## THE EXERCISE
Repeat every record below exactly, but leave out any pictures.

================================

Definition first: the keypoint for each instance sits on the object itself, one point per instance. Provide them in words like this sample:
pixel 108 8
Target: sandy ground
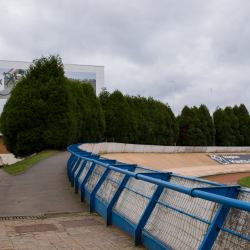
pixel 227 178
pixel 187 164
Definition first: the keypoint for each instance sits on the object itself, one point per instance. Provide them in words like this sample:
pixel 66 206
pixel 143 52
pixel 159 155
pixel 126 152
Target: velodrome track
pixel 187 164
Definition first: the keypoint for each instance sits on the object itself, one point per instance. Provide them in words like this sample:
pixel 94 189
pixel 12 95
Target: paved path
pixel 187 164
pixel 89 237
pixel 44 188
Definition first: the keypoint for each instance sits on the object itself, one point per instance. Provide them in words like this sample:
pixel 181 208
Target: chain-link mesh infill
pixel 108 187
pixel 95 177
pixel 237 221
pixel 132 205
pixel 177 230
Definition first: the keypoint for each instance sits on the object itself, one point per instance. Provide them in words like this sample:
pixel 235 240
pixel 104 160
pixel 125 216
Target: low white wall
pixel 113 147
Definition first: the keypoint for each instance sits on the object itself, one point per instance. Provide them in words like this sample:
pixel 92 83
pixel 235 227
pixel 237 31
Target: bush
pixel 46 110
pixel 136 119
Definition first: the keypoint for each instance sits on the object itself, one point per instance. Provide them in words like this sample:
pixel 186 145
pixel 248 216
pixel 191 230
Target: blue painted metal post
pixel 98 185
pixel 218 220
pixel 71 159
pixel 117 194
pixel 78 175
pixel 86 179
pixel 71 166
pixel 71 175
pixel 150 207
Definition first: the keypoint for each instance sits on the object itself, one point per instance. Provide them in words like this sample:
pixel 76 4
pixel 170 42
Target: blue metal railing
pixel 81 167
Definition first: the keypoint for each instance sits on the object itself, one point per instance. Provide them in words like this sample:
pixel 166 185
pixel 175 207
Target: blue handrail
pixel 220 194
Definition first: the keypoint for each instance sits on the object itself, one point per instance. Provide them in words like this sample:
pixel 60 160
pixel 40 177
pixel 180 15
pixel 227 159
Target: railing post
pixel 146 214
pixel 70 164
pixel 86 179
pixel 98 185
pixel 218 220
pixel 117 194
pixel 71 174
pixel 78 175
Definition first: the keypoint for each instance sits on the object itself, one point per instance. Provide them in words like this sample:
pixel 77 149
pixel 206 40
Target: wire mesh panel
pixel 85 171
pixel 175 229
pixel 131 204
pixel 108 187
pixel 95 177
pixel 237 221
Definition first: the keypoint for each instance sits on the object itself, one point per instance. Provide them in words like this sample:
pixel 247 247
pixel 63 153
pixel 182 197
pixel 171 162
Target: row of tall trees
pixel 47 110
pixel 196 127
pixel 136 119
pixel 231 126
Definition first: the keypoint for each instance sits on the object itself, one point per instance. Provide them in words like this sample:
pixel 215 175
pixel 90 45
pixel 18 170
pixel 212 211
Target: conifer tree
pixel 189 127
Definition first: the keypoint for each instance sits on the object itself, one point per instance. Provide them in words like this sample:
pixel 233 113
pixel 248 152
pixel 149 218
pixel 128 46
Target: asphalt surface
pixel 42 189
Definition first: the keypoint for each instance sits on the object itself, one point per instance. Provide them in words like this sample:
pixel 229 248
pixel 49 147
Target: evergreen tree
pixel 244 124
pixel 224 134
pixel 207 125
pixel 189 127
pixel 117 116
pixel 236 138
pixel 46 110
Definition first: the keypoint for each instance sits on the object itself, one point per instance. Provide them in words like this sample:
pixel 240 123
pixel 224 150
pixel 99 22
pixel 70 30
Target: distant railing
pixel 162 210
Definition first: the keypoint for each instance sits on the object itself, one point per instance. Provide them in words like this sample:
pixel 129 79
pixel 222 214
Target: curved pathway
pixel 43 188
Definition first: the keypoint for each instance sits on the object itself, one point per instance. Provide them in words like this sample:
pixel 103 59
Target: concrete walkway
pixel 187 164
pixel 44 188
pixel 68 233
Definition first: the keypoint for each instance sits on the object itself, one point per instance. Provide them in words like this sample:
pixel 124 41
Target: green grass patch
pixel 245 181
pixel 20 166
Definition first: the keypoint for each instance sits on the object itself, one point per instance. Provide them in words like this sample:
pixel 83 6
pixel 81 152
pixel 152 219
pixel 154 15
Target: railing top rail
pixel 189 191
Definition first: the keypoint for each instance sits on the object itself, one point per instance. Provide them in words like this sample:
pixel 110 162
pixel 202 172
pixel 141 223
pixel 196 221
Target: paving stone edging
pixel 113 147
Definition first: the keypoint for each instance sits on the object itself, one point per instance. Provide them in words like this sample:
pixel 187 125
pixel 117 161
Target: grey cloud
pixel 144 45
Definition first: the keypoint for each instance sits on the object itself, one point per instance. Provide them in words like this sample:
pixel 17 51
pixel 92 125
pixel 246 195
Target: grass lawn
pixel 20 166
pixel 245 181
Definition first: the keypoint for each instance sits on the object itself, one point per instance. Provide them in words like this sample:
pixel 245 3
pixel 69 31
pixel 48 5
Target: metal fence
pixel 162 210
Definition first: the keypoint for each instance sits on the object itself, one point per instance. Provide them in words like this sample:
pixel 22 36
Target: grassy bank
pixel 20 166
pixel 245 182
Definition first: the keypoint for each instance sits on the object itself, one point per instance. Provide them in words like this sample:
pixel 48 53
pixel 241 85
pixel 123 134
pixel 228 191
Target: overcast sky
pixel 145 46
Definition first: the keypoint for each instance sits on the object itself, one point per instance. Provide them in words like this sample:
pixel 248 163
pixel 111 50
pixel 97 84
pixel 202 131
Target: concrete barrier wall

================================

## TASK ANSWER
Definition first: the keypoint for each instance sits on the object itself, one point per instance. Provide them in words like this sample:
pixel 108 8
Target: sandy ground
pixel 227 178
pixel 187 164
Definition first: the keypoint for each instance sits on the object itself, one point per instance. Provide them in words like this sample:
pixel 66 206
pixel 143 52
pixel 159 155
pixel 126 152
Target: velodrome track
pixel 187 164
Definition first: the keypoint for each instance sits on the object itself, one point per instance. Provide them in words like this sample:
pixel 94 189
pixel 12 95
Target: paved path
pixel 187 164
pixel 89 237
pixel 44 188
Definition first: the keypoint for each instance sits on the object itself, one point per instance. Provide them in words like this sample:
pixel 181 208
Target: chain-link mesh infill
pixel 108 187
pixel 95 177
pixel 237 221
pixel 132 205
pixel 177 230
Definition first: the keypoint for each instance sits on the object itself, one point per instance. Provide them in words like this sample:
pixel 235 240
pixel 104 160
pixel 125 216
Target: low white wall
pixel 113 147
Definition first: the keypoint for each instance sits on the object itself, one point per instance. Provide them in words like this sample:
pixel 92 83
pixel 235 227
pixel 237 31
Target: bush
pixel 46 110
pixel 136 119
Definition first: the keypoint for each instance sits on the object itself, one point per instance. Provide them in words like this sample:
pixel 186 145
pixel 248 216
pixel 191 230
Target: blue painted metal post
pixel 98 185
pixel 218 220
pixel 71 159
pixel 117 194
pixel 78 175
pixel 86 179
pixel 71 166
pixel 71 175
pixel 150 207
Definition first: the keypoint for each instance sits on the object itself, one point per instance. Provide them in words like this sample:
pixel 76 4
pixel 170 42
Target: blue metal railing
pixel 81 167
Definition first: the keypoint for each instance sits on the object itself, one point per instance. Provide them in words like this sample:
pixel 166 185
pixel 175 207
Target: blue handrail
pixel 220 194
Definition first: the keypoint for each instance sits on the object itself, one point per instance. Provide them in words like this sample:
pixel 60 160
pixel 40 177
pixel 180 15
pixel 227 159
Target: railing post
pixel 146 214
pixel 70 164
pixel 86 179
pixel 98 185
pixel 218 220
pixel 117 194
pixel 71 174
pixel 78 175
Definition first: the keypoint for each instance sits on the object itself, one point per instance. Provide them in words like this sample:
pixel 77 149
pixel 206 40
Target: wire mesh panel
pixel 85 171
pixel 175 229
pixel 131 204
pixel 108 187
pixel 95 177
pixel 237 221
Definition first: the keypoint for each instance sits on the object itself, one point per instance. Provide them in words like this sample:
pixel 247 247
pixel 63 153
pixel 182 197
pixel 171 162
Target: row of tall trees
pixel 47 110
pixel 196 127
pixel 136 119
pixel 231 126
Definition first: the keypoint for each instance sits on the object itself, one point per instance. Provide them in words like this sample:
pixel 215 175
pixel 90 45
pixel 18 170
pixel 212 211
Target: conifer tree
pixel 189 127
Definition first: the keypoint for each instance sits on the object itself, one point per instance. Provide them in words like this sample:
pixel 233 113
pixel 248 152
pixel 149 218
pixel 128 46
Target: asphalt surface
pixel 42 189
Definition first: the keypoint for each instance sits on the object itself, one point per instance. Provide them in words like this sample:
pixel 229 248
pixel 49 147
Target: evergreen tree
pixel 244 124
pixel 224 134
pixel 207 125
pixel 189 127
pixel 117 116
pixel 236 138
pixel 46 110
Definition first: the keypoint for each instance sits on the object itself, one point per instance. Provide them in words like this sample:
pixel 240 123
pixel 224 150
pixel 99 22
pixel 70 30
Target: distant railing
pixel 162 210
Definition first: the keypoint for each instance sits on the object itself, one point per instance. Provide them in words like this sample:
pixel 129 79
pixel 222 214
Target: curved pathway
pixel 43 188
Definition first: the keypoint for each instance sits on the object itself, one point per instance. Provide them in words like this sample:
pixel 103 59
Target: concrete walkway
pixel 187 164
pixel 44 188
pixel 68 233
Definition first: the keypoint for each instance sits on the object itself, one point per instance. Provide them in words like this sample:
pixel 124 41
Target: green grass patch
pixel 245 181
pixel 20 166
Definition first: the keypoint for each instance sits on the object itself, one point per instance. Provide them in words like this sample:
pixel 83 6
pixel 81 152
pixel 152 219
pixel 154 15
Target: railing top rail
pixel 189 191
Definition first: the keypoint for each instance sits on the object itself, one point per instance. Provide them in words like this sample:
pixel 110 162
pixel 202 172
pixel 141 223
pixel 196 221
Target: paving stone edging
pixel 113 147
Definition first: the keypoint for each instance sits on the object itself, one point per instance. Provide them in words like this sample:
pixel 187 125
pixel 117 161
Target: grey cloud
pixel 144 45
Definition first: the keypoint for each instance sits on the object itself, one point per instance. Provide them in words like this sample:
pixel 17 51
pixel 92 125
pixel 246 195
Target: grass lawn
pixel 20 166
pixel 245 181
Definition first: the keypoint for each instance sits on the object itself, one point per instance. Provide them in words like this sample:
pixel 245 3
pixel 69 31
pixel 48 5
Target: metal fence
pixel 162 210
Definition first: the keypoint for each instance sits on the object itself, one point per instance. Provide them in words like this sample:
pixel 22 36
Target: grassy bank
pixel 20 166
pixel 245 182
Definition first: the keypoint for each instance sits on the object itself, one point per instance. Provide them in words like this sample:
pixel 48 53
pixel 241 85
pixel 123 134
pixel 228 191
Target: overcast sky
pixel 145 46
Definition first: the keypoint for each instance sits on the object itself, one point per instance. Provide them in words like this sample:
pixel 248 163
pixel 111 50
pixel 97 84
pixel 202 131
Target: concrete barrier wall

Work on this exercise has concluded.